## SET PROBLEM
Convert the lines of the items below into a JSON list of strings, one string per line, starting at the line that contains "Where can you find the stained" and ending at the last line of the items. Leave out any blank lines.

## RECORDED DATA
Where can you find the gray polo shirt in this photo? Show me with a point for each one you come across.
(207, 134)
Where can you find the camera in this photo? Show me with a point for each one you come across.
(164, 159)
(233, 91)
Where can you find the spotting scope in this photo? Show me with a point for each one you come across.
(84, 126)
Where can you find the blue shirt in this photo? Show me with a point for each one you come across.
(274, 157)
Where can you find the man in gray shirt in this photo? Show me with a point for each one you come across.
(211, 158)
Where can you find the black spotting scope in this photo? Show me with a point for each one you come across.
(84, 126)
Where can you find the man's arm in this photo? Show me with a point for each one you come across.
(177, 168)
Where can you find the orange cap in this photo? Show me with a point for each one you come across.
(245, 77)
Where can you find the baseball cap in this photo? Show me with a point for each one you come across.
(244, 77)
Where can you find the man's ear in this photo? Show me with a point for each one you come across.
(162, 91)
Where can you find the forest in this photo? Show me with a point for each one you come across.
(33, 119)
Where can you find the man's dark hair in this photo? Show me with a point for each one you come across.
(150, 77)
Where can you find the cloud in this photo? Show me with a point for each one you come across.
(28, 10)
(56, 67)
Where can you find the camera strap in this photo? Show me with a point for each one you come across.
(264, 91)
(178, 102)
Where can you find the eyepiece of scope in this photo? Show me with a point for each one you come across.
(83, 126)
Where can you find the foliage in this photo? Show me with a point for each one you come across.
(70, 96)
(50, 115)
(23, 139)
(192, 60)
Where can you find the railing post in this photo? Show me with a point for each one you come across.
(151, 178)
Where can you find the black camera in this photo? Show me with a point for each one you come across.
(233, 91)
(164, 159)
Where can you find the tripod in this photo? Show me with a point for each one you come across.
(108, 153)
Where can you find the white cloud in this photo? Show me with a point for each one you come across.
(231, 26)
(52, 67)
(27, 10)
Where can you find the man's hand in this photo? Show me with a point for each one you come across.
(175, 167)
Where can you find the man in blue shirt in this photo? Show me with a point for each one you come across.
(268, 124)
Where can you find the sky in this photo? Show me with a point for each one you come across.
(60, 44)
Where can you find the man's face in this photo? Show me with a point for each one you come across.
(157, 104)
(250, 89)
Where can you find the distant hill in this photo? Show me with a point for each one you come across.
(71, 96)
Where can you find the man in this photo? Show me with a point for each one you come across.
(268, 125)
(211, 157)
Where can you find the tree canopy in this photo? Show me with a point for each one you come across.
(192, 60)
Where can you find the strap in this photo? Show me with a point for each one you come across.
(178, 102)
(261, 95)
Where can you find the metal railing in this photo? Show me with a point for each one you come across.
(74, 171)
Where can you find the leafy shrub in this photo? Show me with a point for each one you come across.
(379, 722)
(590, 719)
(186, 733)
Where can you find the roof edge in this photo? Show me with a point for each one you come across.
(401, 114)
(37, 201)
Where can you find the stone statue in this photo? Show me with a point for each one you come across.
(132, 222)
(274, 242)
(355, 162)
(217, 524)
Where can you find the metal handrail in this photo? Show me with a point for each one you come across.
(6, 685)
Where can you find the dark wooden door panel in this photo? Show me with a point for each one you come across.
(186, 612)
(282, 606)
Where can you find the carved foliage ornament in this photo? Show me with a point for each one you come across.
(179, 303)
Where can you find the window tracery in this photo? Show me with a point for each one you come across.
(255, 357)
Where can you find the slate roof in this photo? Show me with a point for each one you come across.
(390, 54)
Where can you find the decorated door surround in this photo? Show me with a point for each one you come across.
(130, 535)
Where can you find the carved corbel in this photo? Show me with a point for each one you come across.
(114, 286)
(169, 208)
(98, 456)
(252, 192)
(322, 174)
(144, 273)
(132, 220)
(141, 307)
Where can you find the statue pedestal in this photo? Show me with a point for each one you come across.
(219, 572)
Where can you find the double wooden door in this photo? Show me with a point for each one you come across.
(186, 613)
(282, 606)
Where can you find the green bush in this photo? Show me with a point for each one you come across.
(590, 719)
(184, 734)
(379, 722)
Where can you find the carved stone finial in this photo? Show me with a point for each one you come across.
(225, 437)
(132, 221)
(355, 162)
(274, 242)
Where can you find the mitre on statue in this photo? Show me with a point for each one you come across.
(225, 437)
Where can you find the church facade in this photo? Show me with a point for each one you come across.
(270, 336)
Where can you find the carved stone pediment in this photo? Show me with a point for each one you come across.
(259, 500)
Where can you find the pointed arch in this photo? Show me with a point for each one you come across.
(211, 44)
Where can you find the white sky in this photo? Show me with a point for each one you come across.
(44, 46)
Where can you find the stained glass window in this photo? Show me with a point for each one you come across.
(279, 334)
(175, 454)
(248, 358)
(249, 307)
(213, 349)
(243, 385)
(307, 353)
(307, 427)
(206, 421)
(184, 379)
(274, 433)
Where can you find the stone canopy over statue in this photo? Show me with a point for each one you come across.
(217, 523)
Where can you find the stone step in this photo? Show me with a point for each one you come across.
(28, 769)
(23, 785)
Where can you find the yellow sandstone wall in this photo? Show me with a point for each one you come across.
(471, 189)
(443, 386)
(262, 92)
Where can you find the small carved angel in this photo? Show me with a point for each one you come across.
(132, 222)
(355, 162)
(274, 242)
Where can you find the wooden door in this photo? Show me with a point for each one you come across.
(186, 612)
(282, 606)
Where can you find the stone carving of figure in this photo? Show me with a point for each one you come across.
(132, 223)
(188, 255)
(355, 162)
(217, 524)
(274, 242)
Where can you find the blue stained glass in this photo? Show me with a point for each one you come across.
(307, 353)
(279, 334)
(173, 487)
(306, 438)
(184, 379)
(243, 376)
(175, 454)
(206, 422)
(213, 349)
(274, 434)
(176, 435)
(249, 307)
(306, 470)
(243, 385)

## SOLUTION
[
  "Where can you find the stained glass window in this photo? Show me with a point for each one you come across.",
  "(279, 334)",
  "(175, 454)",
  "(248, 358)",
  "(249, 307)",
  "(213, 349)",
  "(243, 385)",
  "(307, 353)",
  "(307, 427)",
  "(206, 421)",
  "(184, 379)",
  "(274, 433)",
  "Where can you find the stone canopy over statue in this photo? Show me with a point for each one you come across.",
  "(217, 523)",
  "Where can you find the stone step in this photo? Show me with a point for each one you come across.",
  "(28, 769)",
  "(23, 785)",
  "Where can you find the yellow sandstone wall in this photo? Show me with a point for each one you come across.",
  "(471, 189)",
  "(443, 386)",
  "(262, 92)",
  "Where can you find the small carved angel in this photo? Show me with a point for each one you come across.",
  "(132, 222)",
  "(355, 162)",
  "(274, 242)",
  "Where can you find the wooden door in this photo? Show me with a point for each one you come across.",
  "(186, 612)",
  "(282, 606)",
  "Where can you find the stone carving of figure in this photo? Show me with a point for each one you come across.",
  "(132, 223)",
  "(188, 255)",
  "(355, 162)",
  "(217, 524)",
  "(274, 242)",
  "Where can you find the blue stained glass in this photo? Show me with a point for each one you come across.",
  "(307, 353)",
  "(279, 334)",
  "(173, 487)",
  "(306, 438)",
  "(184, 379)",
  "(243, 376)",
  "(175, 454)",
  "(206, 422)",
  "(213, 349)",
  "(274, 434)",
  "(176, 435)",
  "(249, 307)",
  "(306, 470)",
  "(243, 385)"
]